[Records for pointing at named objects]
⁂
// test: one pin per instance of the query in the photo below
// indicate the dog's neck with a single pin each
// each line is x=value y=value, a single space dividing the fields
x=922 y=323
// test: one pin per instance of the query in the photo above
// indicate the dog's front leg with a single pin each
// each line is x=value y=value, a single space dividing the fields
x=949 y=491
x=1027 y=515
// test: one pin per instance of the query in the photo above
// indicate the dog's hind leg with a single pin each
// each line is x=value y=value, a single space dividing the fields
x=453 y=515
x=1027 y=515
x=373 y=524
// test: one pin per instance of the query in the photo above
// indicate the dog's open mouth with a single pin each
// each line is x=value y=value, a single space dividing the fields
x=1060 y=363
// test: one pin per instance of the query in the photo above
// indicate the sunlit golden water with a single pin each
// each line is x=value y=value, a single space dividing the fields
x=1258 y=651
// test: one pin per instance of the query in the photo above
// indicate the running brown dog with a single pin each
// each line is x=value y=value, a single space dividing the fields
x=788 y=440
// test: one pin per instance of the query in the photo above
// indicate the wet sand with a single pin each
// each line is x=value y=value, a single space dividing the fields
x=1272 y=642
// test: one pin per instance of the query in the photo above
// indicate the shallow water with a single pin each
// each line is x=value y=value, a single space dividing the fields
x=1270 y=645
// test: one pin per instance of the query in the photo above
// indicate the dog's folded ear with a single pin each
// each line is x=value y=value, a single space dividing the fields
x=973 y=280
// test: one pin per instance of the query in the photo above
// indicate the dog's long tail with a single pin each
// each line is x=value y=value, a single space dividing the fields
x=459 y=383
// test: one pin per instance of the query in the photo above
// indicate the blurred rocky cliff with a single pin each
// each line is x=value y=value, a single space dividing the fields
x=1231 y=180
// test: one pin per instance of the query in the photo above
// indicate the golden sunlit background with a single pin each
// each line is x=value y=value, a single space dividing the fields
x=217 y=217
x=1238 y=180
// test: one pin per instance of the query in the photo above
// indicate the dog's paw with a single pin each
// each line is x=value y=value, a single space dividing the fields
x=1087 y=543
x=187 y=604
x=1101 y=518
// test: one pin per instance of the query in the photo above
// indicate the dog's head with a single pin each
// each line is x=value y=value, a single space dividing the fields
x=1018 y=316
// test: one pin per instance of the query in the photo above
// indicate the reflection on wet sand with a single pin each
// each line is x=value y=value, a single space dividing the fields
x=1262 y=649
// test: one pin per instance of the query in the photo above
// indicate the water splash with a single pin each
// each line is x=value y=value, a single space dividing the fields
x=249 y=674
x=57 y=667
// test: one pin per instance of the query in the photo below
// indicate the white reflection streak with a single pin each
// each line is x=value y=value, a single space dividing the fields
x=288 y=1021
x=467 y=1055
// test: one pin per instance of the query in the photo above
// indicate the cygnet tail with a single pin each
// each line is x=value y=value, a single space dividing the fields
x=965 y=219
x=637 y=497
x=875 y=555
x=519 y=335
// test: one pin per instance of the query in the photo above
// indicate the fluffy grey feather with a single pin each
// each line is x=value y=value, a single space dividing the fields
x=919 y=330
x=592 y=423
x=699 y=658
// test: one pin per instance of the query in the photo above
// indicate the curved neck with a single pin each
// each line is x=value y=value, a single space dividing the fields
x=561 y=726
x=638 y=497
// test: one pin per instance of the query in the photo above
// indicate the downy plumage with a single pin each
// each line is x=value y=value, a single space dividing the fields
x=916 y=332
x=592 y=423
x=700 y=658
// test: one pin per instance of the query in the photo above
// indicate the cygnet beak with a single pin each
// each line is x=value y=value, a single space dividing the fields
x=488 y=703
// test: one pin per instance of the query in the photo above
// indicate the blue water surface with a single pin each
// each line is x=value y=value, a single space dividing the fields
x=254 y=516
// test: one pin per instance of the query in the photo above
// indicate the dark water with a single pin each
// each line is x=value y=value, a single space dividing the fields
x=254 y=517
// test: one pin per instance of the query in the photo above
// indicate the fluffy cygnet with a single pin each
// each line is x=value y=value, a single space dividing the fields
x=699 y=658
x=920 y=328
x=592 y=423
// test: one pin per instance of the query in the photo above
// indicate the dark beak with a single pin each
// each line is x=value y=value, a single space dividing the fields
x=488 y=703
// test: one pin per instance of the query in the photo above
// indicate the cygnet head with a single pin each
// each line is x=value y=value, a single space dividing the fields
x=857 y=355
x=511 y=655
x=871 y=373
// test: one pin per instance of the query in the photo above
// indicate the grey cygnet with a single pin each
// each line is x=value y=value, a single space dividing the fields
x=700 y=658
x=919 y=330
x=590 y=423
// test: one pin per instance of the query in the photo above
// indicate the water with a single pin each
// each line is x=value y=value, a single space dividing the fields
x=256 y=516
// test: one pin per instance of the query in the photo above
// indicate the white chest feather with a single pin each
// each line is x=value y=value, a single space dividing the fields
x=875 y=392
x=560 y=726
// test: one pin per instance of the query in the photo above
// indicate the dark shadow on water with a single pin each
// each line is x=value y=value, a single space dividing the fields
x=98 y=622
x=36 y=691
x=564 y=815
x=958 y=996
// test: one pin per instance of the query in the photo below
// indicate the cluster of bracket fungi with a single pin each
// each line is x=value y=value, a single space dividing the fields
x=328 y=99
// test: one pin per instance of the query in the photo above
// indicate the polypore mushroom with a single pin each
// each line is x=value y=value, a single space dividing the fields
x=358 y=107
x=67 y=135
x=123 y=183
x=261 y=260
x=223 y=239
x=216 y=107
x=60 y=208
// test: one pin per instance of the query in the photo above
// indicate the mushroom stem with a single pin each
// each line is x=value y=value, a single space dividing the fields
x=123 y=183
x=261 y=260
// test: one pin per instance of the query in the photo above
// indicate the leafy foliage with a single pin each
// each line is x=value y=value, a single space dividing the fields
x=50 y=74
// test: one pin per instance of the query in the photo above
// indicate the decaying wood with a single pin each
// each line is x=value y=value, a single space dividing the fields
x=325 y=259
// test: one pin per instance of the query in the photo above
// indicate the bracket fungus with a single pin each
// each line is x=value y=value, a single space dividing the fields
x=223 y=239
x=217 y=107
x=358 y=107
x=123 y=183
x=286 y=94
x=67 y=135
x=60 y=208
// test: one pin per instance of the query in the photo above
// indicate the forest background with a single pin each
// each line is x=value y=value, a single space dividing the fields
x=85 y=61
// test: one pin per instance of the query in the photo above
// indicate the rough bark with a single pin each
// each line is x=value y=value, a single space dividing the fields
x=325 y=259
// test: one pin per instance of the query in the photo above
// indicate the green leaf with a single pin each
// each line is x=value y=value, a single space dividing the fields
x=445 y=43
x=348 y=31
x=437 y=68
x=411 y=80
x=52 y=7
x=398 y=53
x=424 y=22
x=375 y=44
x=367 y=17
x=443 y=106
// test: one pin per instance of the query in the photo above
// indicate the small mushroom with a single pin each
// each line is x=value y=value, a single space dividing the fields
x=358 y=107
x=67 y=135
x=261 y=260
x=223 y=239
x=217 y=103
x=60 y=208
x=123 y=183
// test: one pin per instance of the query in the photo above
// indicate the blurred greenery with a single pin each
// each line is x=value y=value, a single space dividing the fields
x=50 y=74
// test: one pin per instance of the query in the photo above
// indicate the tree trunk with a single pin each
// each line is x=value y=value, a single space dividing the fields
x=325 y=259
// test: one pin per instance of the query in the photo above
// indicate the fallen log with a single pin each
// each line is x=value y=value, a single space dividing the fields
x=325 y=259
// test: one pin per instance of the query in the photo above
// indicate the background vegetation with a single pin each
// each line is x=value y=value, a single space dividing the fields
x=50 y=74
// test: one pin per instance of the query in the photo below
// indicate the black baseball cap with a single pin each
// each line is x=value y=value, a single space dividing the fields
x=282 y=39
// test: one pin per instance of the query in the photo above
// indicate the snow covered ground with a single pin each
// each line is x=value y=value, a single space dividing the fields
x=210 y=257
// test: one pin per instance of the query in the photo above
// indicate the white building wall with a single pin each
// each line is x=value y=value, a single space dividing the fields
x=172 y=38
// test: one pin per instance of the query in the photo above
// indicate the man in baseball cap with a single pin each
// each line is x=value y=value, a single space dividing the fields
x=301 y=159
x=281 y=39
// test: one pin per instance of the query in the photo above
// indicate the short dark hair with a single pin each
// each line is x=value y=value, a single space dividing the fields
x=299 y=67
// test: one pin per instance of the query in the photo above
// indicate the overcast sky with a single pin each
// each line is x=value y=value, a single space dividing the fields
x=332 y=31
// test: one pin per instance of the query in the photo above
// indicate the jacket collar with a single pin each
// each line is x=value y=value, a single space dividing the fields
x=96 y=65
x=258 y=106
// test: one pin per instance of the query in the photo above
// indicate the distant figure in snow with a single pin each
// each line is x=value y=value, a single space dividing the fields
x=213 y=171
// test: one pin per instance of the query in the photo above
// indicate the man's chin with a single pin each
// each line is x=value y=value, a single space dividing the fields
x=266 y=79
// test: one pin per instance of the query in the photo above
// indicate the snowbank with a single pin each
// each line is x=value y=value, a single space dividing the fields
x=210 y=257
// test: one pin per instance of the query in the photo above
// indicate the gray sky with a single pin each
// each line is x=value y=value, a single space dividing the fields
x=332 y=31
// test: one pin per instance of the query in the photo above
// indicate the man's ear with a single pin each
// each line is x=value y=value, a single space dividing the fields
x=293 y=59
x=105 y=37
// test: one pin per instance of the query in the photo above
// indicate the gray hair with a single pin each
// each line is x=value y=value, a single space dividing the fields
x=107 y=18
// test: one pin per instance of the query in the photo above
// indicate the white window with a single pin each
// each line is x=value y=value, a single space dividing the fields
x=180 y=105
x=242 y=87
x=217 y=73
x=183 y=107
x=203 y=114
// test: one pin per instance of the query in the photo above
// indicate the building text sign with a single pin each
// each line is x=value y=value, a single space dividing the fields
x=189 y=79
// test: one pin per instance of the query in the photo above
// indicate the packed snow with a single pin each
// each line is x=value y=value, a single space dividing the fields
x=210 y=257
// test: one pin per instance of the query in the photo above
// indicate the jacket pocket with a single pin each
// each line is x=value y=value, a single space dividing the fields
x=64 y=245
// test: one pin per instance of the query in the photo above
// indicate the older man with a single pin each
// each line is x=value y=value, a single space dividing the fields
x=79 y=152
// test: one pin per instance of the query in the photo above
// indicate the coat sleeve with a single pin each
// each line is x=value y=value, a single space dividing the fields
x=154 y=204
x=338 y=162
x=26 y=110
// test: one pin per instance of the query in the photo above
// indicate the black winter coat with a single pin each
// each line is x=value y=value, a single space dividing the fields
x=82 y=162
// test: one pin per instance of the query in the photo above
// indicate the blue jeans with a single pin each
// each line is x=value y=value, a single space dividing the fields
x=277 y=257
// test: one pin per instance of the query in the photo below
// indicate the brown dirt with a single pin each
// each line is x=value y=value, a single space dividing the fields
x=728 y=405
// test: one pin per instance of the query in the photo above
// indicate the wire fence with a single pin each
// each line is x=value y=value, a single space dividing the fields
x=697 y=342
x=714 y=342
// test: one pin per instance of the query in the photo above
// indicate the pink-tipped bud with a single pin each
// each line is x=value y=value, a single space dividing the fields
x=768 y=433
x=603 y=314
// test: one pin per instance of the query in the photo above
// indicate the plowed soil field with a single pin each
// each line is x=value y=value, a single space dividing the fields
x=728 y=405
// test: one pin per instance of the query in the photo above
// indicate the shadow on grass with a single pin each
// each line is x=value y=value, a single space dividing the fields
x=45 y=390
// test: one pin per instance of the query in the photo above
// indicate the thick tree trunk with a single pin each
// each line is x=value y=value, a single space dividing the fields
⁂
The problem
Return each of the lines above that contains the word "hair". Treat uppercase and lowercase as different.

Output
// indicate the short dark hair with a single pin each
// indicate the gray hair with a single pin each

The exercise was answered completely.